>> begin DATA SUPPLIED
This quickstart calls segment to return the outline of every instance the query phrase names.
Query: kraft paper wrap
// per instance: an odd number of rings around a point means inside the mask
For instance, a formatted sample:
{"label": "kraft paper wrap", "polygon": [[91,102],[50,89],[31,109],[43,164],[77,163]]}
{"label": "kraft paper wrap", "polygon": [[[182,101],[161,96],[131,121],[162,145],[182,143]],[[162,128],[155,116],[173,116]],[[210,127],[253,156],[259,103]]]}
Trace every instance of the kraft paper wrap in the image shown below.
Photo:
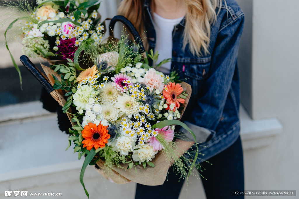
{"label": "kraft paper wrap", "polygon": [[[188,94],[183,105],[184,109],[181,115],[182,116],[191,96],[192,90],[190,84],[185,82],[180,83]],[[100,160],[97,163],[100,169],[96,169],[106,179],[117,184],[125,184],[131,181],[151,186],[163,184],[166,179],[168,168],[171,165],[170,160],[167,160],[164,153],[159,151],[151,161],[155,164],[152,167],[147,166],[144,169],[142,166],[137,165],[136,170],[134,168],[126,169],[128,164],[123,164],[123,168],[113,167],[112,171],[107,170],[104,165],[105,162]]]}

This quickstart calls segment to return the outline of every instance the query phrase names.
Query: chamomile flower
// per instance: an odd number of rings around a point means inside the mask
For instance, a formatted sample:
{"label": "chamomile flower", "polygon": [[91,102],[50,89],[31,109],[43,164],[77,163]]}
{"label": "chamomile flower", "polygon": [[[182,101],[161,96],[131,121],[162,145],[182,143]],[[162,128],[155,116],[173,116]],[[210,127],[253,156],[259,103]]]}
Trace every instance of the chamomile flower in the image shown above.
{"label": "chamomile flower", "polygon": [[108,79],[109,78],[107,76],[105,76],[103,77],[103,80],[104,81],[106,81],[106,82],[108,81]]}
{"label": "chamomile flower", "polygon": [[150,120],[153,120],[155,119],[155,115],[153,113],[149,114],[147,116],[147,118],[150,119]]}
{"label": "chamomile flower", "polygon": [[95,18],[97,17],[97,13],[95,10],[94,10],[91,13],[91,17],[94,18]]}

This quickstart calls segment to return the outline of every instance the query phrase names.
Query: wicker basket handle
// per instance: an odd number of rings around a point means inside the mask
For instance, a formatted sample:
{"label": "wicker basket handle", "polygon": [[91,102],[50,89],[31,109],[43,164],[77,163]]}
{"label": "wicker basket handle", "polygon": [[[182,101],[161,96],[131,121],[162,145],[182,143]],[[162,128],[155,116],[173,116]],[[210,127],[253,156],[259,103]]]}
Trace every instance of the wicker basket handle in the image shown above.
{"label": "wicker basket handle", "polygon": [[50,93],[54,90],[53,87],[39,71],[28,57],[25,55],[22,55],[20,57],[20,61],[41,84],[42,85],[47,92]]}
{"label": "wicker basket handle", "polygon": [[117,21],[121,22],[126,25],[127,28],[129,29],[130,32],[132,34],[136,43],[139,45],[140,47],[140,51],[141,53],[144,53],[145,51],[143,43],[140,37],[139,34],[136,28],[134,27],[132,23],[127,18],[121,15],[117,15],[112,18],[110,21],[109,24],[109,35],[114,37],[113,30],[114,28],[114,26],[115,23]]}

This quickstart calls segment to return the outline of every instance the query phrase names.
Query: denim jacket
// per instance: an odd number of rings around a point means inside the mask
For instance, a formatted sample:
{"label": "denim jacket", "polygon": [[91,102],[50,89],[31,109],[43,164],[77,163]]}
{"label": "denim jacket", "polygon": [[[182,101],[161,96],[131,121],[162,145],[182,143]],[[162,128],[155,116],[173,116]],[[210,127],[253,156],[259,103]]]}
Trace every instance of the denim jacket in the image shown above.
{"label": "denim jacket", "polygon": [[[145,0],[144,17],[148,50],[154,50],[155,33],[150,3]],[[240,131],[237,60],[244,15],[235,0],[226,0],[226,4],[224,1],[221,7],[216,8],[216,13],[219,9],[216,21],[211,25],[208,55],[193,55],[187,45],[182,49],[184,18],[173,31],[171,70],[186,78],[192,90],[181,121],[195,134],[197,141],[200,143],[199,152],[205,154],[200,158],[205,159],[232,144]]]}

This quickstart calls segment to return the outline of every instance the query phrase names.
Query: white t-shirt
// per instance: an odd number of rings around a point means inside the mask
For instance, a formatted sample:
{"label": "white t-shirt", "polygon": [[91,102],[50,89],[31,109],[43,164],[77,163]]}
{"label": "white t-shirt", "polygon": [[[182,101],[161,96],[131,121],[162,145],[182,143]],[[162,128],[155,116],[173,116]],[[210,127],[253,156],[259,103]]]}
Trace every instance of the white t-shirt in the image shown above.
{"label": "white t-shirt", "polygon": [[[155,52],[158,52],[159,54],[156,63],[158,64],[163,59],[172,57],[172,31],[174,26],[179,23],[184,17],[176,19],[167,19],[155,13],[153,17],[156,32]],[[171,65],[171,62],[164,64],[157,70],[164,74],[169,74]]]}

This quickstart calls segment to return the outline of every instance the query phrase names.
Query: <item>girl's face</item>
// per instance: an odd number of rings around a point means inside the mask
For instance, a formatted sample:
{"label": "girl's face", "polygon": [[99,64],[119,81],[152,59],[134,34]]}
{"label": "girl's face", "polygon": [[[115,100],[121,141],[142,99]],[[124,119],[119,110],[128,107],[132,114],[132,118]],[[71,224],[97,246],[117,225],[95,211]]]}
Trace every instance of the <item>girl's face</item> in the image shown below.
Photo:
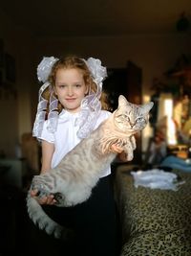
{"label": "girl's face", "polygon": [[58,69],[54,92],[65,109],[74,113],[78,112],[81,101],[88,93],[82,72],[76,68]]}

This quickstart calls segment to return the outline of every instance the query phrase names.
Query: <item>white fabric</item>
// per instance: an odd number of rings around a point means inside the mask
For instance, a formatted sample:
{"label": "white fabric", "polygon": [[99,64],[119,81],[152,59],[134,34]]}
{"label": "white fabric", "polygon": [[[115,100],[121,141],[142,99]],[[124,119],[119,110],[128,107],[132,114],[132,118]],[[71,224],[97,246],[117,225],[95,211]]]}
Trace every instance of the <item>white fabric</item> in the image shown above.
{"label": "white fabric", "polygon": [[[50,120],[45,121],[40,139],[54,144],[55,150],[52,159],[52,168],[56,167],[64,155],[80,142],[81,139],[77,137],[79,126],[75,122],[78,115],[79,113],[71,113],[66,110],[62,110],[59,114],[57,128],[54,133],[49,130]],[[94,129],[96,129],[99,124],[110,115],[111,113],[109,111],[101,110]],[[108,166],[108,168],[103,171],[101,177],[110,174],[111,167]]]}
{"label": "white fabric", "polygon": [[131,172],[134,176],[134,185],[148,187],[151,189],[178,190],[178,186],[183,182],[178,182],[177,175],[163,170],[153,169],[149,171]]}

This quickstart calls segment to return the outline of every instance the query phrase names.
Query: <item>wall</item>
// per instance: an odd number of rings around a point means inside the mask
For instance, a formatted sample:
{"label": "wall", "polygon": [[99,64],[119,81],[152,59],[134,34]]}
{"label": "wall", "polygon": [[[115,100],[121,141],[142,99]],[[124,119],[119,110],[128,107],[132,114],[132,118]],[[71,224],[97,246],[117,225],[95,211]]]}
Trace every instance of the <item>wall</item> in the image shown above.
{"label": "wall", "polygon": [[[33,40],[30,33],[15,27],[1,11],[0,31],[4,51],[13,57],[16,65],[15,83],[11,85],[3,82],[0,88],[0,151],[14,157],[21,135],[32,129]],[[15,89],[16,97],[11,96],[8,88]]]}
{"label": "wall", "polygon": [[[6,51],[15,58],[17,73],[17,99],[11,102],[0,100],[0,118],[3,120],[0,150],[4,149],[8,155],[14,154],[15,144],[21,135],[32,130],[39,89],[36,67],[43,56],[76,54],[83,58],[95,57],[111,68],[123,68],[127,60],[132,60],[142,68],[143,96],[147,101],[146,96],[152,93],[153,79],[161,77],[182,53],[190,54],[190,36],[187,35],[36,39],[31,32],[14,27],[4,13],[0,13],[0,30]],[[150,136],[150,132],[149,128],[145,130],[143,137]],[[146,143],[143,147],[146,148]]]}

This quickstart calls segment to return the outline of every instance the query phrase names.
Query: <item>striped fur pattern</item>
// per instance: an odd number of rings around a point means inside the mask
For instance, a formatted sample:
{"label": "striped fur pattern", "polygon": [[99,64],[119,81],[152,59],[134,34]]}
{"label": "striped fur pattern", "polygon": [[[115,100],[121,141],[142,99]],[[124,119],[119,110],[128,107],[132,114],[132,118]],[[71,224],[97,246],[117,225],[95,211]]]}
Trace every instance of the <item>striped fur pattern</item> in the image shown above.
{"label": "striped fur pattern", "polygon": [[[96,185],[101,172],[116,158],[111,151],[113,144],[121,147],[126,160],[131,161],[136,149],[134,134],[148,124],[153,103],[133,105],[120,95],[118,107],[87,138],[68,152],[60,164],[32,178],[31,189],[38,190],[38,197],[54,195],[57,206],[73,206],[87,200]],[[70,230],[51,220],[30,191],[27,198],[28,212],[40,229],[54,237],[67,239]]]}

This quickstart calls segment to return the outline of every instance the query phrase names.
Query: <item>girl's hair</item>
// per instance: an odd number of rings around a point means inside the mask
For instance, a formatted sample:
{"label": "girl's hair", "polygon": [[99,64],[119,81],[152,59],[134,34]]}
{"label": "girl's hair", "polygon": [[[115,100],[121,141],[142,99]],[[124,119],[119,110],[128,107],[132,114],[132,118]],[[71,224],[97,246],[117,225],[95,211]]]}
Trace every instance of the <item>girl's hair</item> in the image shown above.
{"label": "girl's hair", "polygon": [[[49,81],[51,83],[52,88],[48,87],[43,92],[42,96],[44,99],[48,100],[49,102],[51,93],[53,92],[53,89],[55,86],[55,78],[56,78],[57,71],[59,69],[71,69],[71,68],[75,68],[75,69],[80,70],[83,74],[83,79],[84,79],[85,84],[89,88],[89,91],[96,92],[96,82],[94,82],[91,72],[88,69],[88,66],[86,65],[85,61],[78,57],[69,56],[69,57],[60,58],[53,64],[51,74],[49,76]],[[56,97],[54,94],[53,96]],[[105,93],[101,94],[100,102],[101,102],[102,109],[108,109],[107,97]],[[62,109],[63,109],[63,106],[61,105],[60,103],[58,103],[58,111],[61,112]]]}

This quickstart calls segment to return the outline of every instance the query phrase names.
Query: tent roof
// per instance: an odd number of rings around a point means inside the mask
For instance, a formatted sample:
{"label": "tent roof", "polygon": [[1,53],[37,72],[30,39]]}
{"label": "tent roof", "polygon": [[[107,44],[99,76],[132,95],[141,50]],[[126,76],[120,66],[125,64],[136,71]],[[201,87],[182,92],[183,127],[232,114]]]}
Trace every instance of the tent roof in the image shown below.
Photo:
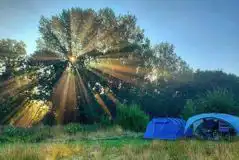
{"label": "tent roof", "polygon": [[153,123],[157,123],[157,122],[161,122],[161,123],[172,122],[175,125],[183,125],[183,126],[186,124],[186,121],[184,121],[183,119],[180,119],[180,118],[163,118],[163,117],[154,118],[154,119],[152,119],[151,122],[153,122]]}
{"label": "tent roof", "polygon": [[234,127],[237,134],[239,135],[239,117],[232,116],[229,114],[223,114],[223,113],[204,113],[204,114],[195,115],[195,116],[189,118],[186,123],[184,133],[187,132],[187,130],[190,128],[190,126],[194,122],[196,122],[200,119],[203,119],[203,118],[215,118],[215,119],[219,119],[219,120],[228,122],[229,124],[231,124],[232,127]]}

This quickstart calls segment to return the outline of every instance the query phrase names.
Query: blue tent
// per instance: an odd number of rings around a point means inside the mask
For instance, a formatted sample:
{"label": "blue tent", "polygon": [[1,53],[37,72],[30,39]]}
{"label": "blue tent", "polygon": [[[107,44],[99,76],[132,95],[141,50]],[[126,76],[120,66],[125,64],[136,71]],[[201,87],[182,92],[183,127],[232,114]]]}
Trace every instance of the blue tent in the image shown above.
>> end DATA SUPPLIED
### AIM
Which lines in the material contain the string "wicker"? Find each one and copy it out in full.

### TASK ANSWER
Query: wicker basket handle
{"label": "wicker basket handle", "polygon": [[91,102],[50,89],[31,109],[43,164],[77,163]]}
{"label": "wicker basket handle", "polygon": [[[182,101],[161,96],[131,121],[162,145],[182,143]],[[162,128],[155,116],[173,116]],[[210,127],[253,156],[259,103]]]}
Trace every instance of the wicker basket handle in the image shown above.
{"label": "wicker basket handle", "polygon": [[50,93],[54,90],[53,87],[39,71],[28,57],[25,55],[22,55],[20,57],[20,61],[41,84],[42,85],[47,92]]}
{"label": "wicker basket handle", "polygon": [[117,21],[121,22],[126,25],[127,28],[129,29],[130,32],[132,34],[136,43],[139,45],[140,47],[140,51],[141,53],[144,53],[145,51],[143,43],[140,37],[139,34],[136,28],[134,27],[132,23],[127,18],[121,15],[117,15],[112,18],[110,21],[109,24],[109,35],[114,37],[113,30],[114,28],[114,26],[115,23]]}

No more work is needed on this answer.